Records of labeled boxes:
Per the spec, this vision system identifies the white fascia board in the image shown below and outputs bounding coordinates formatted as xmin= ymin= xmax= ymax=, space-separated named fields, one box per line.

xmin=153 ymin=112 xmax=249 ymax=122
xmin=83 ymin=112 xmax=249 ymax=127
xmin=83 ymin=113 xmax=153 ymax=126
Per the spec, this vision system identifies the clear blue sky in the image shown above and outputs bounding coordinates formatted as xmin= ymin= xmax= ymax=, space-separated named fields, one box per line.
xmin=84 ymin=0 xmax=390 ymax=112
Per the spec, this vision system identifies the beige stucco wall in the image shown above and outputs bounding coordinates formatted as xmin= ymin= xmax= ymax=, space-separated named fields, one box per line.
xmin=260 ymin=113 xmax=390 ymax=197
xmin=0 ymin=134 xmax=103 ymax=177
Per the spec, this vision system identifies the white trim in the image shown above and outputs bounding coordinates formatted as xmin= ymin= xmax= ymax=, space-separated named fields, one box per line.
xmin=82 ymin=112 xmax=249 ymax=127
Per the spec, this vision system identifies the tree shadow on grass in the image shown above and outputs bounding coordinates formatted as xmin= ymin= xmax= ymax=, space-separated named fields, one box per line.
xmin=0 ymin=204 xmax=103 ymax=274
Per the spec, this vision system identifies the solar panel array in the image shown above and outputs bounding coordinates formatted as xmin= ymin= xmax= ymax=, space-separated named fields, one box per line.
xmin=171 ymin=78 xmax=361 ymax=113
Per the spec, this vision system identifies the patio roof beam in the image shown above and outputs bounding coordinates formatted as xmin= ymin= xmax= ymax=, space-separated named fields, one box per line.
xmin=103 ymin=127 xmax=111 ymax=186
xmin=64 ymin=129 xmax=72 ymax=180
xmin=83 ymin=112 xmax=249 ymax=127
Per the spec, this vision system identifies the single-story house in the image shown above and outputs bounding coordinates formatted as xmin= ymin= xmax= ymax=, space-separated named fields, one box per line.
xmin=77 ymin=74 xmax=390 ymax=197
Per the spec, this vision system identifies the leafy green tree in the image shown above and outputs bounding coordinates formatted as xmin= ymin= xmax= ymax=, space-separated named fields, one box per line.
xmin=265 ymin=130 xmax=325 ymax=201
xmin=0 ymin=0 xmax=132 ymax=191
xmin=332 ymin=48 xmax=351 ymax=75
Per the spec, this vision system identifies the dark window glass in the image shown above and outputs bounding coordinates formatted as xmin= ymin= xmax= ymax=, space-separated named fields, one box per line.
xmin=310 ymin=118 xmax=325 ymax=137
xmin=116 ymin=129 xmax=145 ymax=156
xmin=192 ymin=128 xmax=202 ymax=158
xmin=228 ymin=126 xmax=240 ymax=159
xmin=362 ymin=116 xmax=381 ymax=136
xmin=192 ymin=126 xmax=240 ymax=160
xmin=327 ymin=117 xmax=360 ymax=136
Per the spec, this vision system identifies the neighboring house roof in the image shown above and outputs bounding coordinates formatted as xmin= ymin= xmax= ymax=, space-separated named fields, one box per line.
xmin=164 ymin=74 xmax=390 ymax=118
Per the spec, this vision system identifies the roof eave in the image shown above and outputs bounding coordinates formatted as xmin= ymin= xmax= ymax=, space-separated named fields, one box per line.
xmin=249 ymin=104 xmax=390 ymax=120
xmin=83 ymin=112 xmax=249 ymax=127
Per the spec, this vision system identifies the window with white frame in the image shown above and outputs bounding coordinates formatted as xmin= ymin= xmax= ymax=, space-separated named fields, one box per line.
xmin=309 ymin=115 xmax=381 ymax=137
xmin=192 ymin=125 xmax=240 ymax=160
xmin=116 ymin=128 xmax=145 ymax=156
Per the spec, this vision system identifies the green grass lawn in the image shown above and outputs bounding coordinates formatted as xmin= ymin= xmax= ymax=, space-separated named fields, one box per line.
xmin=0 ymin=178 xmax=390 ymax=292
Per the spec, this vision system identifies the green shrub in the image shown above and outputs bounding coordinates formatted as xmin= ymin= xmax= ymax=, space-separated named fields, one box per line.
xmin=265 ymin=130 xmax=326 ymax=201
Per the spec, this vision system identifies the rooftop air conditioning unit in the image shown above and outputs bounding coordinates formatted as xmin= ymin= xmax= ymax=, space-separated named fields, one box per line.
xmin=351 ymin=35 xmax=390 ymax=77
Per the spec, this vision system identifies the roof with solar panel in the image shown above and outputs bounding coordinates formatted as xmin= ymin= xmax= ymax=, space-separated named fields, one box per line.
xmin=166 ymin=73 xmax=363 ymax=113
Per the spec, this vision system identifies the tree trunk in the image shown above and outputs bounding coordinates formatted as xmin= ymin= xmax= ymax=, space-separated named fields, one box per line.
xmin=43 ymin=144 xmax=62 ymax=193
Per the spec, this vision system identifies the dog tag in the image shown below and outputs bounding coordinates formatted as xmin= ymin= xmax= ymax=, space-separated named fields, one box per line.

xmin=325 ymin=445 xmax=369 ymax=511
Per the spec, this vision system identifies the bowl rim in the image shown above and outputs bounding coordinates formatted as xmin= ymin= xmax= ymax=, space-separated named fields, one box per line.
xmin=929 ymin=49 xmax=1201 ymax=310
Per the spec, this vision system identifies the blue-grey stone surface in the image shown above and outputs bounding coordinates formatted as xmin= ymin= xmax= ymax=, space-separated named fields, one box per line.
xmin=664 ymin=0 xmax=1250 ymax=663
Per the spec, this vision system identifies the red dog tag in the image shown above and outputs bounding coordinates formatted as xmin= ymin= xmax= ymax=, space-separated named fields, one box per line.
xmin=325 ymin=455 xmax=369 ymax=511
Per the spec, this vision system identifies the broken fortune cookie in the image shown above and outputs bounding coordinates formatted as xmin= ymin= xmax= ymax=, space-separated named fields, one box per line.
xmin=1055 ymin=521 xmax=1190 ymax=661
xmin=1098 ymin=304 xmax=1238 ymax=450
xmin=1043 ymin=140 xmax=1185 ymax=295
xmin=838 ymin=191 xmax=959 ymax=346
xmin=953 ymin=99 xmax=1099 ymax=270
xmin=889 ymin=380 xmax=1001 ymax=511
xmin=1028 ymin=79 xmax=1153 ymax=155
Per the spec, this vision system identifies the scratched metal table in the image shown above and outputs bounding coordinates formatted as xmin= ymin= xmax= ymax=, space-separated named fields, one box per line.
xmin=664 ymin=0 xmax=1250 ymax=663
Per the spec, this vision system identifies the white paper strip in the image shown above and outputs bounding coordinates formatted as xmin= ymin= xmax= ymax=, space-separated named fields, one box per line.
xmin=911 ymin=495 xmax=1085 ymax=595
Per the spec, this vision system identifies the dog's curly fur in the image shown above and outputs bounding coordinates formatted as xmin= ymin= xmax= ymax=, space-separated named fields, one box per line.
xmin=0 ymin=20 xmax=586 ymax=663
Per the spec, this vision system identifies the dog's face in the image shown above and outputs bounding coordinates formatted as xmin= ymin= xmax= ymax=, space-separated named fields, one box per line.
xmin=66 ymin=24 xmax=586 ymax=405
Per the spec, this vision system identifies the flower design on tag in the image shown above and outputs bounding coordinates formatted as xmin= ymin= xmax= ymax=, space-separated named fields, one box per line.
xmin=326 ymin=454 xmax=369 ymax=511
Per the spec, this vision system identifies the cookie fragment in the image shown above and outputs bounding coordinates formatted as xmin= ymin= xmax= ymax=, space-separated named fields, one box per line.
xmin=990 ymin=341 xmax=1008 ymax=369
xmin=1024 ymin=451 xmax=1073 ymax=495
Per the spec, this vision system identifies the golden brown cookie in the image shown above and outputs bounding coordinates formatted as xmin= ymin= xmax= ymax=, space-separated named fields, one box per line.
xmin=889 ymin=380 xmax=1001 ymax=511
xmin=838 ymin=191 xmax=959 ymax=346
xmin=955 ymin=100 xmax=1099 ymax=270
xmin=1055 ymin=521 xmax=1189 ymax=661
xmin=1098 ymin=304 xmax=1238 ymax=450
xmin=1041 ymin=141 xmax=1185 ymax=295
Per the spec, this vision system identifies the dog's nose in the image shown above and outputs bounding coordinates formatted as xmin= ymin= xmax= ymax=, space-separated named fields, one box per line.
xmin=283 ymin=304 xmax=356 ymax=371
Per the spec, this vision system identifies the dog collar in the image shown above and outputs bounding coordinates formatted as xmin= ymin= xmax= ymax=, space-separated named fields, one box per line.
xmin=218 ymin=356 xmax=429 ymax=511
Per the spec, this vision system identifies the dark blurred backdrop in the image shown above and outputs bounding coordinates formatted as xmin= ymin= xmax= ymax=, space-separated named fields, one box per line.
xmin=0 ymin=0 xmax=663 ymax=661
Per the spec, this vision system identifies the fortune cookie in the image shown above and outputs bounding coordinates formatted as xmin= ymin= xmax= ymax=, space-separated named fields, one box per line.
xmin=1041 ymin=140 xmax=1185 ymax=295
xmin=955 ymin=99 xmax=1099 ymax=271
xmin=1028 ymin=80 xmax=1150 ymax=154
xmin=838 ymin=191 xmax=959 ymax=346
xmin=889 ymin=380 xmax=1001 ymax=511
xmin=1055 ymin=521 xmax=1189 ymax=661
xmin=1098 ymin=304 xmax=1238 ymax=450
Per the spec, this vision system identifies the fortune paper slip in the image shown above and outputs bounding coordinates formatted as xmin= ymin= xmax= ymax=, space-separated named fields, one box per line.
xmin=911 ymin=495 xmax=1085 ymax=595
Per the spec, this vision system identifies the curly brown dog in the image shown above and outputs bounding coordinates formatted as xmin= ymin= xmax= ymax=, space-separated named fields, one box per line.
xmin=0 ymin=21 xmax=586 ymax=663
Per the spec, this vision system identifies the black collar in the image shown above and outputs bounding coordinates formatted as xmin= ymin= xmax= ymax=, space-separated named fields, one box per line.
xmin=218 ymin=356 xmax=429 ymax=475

#### What to produce
Rewrite the lines starting at the one containing "Per the spec, this vision system identifies the patio" and ending at the one containing "xmin=116 ymin=128 xmax=145 ymax=156", with "vision system" changed to "object detector" and nothing else altered. Return only those lines.

#### Correct answer
Per the spec, this object detector identifies the patio roof beam in the image shown above and outputs bounding coordinates formatted as xmin= ymin= xmax= ymax=, space-separated named fields, one box per line.
xmin=103 ymin=127 xmax=111 ymax=186
xmin=64 ymin=129 xmax=72 ymax=180
xmin=83 ymin=112 xmax=249 ymax=127
Per the spec, this object detector identifies the single-story house in the image shown above and outputs bounding coordinates formatted as xmin= ymin= xmax= ymax=, space-separated named fields, one box per line.
xmin=77 ymin=74 xmax=390 ymax=197
Per the spec, this object detector identifies the leafy green tree in the image shown above and outputs bounding coordinates formatted as xmin= ymin= xmax= ymax=, space-separated named fields, one box per line.
xmin=265 ymin=130 xmax=325 ymax=201
xmin=0 ymin=0 xmax=132 ymax=191
xmin=332 ymin=48 xmax=351 ymax=75
Per the spec, this object detector identifies the dark window glass in the image shown above and outputs bounding coordinates formatted as xmin= ymin= xmax= ymax=, space-separated named fields, one box per line.
xmin=310 ymin=118 xmax=325 ymax=137
xmin=116 ymin=129 xmax=145 ymax=156
xmin=192 ymin=128 xmax=202 ymax=158
xmin=228 ymin=126 xmax=240 ymax=159
xmin=362 ymin=116 xmax=381 ymax=136
xmin=192 ymin=126 xmax=240 ymax=160
xmin=327 ymin=117 xmax=360 ymax=136
Per the spec, this object detector identifies the neighboring house roof in the image shown above and outputs bounding coordinates formatted as xmin= ymin= xmax= ymax=, space-separated named fields, one box per line.
xmin=164 ymin=74 xmax=390 ymax=118
Per the spec, this object detector identifies the roof eave in the image shown above and outputs bounding coordinates formatted as xmin= ymin= xmax= ymax=, space-separated named fields, one box per line.
xmin=249 ymin=104 xmax=390 ymax=120
xmin=83 ymin=112 xmax=249 ymax=127
Per the spec, this object detector identifies the window with white frame in the image shown above and outputs bounding coordinates formatted as xmin= ymin= xmax= ymax=, space-separated named fields, one box per line.
xmin=309 ymin=115 xmax=381 ymax=137
xmin=192 ymin=125 xmax=240 ymax=160
xmin=116 ymin=128 xmax=145 ymax=156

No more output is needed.